> [Task item] Only the lines from the one with "In this exercise you will pick out the black" onward are wanted, through the last line of the entries, set down exactly.

Point localization data
______________________________

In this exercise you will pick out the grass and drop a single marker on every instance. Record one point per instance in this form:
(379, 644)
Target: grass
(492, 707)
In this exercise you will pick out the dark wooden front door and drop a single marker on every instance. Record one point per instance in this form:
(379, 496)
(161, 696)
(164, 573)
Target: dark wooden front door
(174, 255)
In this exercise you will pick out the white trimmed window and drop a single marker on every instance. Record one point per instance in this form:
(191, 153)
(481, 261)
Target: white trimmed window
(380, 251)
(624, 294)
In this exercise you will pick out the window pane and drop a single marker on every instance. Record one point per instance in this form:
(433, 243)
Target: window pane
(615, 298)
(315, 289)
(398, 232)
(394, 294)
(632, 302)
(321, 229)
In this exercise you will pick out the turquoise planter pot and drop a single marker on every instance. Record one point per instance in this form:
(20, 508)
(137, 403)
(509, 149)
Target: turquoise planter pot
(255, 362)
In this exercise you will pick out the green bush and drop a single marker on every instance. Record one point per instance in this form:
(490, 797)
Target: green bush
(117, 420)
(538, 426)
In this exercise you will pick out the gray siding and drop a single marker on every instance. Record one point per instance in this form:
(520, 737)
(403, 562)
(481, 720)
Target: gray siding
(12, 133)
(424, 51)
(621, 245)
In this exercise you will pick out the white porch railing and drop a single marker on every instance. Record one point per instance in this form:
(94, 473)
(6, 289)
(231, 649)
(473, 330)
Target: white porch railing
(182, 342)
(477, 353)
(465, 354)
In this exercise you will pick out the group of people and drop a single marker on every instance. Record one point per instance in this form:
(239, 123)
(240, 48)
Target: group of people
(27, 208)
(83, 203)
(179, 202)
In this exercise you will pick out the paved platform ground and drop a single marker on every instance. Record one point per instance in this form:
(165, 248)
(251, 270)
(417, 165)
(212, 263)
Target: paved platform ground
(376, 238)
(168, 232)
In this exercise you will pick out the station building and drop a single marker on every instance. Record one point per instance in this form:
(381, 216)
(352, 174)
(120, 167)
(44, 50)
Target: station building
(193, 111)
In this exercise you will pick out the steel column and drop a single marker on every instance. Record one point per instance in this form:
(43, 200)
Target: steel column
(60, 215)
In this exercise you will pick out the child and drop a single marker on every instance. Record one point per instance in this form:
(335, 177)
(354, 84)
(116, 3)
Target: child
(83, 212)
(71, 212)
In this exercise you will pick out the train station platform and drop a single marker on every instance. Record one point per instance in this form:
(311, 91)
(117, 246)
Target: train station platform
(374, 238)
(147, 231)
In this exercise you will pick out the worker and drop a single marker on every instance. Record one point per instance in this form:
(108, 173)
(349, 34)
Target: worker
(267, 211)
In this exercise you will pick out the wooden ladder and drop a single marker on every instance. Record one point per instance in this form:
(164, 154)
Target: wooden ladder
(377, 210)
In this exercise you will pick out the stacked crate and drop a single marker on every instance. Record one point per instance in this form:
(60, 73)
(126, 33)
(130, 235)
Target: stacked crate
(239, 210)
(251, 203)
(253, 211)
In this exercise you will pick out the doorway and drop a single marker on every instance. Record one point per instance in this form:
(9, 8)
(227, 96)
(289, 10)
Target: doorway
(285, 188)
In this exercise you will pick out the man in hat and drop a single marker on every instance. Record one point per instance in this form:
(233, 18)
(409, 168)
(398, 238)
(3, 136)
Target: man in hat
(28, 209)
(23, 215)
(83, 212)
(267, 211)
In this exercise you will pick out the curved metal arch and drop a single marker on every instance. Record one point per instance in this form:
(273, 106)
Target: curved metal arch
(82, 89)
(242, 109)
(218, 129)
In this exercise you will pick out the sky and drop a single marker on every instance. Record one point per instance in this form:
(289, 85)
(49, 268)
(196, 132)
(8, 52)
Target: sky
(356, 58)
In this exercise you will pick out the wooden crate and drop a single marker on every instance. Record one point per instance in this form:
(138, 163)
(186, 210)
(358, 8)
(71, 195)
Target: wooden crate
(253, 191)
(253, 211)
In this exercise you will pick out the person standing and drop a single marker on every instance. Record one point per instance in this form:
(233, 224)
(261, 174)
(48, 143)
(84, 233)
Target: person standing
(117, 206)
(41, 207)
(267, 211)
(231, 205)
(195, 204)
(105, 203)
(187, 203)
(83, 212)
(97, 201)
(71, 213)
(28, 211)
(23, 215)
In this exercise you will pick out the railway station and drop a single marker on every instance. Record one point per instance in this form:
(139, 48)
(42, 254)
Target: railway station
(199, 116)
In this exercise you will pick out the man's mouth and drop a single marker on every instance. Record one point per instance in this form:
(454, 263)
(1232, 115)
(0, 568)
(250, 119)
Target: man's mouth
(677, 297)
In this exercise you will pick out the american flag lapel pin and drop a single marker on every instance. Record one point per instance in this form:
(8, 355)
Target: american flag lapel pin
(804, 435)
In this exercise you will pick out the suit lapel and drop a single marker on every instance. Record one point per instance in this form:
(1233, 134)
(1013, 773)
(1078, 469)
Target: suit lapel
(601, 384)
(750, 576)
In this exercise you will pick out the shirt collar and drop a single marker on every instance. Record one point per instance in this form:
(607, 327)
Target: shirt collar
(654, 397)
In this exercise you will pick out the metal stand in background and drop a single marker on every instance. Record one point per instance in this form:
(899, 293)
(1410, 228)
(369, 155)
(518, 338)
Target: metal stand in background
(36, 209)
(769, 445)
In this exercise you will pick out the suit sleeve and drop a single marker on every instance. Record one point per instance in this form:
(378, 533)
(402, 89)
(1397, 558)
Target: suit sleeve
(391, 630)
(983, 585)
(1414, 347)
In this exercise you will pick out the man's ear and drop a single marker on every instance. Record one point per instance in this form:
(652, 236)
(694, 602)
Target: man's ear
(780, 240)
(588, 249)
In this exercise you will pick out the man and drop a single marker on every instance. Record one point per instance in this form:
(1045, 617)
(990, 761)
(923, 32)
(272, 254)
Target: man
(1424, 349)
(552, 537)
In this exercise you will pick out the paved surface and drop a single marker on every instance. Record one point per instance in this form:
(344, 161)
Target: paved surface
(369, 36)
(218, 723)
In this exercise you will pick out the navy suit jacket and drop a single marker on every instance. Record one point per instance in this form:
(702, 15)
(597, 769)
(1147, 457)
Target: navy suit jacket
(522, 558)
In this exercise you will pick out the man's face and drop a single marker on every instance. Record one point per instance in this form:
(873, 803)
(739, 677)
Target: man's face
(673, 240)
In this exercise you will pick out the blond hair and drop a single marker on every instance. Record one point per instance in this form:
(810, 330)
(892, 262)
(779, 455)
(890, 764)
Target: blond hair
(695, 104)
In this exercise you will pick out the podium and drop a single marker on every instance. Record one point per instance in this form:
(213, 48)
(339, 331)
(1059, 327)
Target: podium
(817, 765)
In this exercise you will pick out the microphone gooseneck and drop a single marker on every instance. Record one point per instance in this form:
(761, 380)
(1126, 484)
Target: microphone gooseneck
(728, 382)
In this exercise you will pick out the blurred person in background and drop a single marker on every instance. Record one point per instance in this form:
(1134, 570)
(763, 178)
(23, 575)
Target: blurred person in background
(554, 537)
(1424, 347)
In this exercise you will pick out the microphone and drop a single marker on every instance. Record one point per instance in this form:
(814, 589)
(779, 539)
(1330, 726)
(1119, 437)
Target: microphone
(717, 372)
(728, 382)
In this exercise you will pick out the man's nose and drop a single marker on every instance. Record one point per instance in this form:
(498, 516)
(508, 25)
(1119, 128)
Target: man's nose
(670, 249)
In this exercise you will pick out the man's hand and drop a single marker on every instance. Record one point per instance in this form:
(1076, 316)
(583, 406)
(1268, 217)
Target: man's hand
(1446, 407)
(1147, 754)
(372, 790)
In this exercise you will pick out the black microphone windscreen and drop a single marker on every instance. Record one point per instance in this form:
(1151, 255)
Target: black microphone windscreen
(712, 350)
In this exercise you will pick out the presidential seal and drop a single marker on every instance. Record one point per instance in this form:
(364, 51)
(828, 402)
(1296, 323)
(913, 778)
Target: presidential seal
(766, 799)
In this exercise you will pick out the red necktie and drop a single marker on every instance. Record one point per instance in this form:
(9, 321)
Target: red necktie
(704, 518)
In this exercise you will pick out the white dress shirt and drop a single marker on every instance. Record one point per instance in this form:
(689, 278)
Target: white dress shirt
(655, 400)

______________________________

> [Exercise solution]
In this exercise you will pick out the black microphone windscreen and drop a single marker on every instance. Record one point per instance in this form:
(1151, 255)
Target: black microphone windscreen
(712, 350)
In this exercise you will pick out the presidential seal and drop a single marker on every instance. Record one point per instance in this form:
(364, 51)
(828, 402)
(1296, 323)
(913, 778)
Target: presidential seal
(766, 799)
In this exercise you will pick out the red necktie and drop a single marker on every instance. Record one point per instance in this form:
(9, 321)
Target: red necktie
(704, 518)
In this exercise you will pick out the white dress shirt and drop a single marker on every instance. Record one point per instance in this form:
(689, 278)
Target: white dress shirt
(655, 400)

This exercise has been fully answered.